Data extract Block Start

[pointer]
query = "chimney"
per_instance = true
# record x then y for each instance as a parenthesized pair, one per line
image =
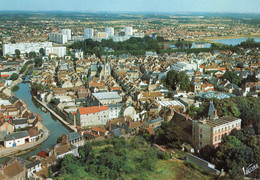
(79, 130)
(64, 139)
(109, 122)
(171, 110)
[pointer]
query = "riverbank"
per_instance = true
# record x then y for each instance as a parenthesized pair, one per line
(16, 82)
(71, 127)
(23, 149)
(232, 37)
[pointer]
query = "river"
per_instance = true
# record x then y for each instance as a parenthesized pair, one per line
(234, 41)
(55, 127)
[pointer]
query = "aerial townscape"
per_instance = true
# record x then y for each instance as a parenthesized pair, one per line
(129, 90)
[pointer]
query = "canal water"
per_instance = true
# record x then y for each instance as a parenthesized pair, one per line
(55, 127)
(235, 41)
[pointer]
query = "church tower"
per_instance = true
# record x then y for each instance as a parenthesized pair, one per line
(212, 114)
(107, 68)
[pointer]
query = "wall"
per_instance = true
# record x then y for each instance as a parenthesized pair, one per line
(202, 163)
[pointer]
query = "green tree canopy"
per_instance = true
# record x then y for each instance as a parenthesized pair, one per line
(17, 53)
(175, 78)
(14, 76)
(42, 52)
(232, 77)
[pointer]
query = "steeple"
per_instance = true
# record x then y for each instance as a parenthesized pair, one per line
(212, 111)
(106, 57)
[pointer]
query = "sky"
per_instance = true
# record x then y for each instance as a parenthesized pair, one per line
(234, 6)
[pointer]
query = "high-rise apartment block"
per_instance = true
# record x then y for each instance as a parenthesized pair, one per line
(67, 32)
(58, 38)
(210, 131)
(110, 32)
(24, 47)
(128, 31)
(59, 51)
(89, 33)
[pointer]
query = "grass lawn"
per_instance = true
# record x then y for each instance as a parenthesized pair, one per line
(163, 169)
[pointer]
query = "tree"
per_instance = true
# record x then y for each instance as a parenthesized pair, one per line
(42, 52)
(181, 79)
(17, 53)
(38, 62)
(14, 76)
(208, 153)
(32, 54)
(225, 107)
(169, 135)
(232, 77)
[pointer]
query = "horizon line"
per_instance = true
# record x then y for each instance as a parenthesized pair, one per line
(161, 12)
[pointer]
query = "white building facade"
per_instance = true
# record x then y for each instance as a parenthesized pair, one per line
(89, 33)
(128, 31)
(67, 32)
(110, 31)
(58, 38)
(59, 51)
(25, 47)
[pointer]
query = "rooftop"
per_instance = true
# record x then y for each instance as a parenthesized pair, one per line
(93, 109)
(106, 95)
(218, 122)
(16, 135)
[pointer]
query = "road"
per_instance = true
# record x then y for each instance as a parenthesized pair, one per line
(73, 128)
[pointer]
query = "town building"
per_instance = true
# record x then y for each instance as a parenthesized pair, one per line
(33, 167)
(59, 51)
(101, 35)
(128, 31)
(89, 33)
(108, 97)
(210, 131)
(109, 31)
(24, 47)
(75, 139)
(92, 116)
(16, 139)
(58, 38)
(66, 32)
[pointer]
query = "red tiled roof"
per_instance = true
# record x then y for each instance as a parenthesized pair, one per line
(87, 132)
(42, 154)
(97, 129)
(94, 109)
(97, 84)
(222, 68)
(5, 75)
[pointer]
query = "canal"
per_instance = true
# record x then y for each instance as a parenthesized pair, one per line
(55, 127)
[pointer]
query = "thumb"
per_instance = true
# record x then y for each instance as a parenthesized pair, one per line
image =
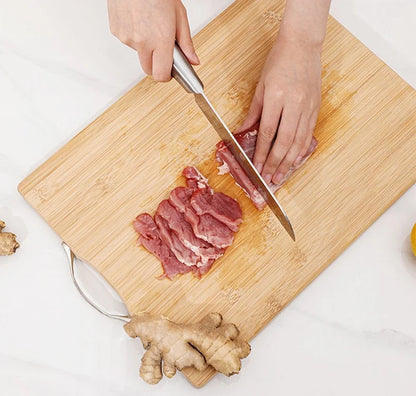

Data extract Block End

◆ **Problem requirements**
Your answer should consist of the lines above that hold the word "building".

◆ **Answer area**
query = "white building facade"
query = "town building"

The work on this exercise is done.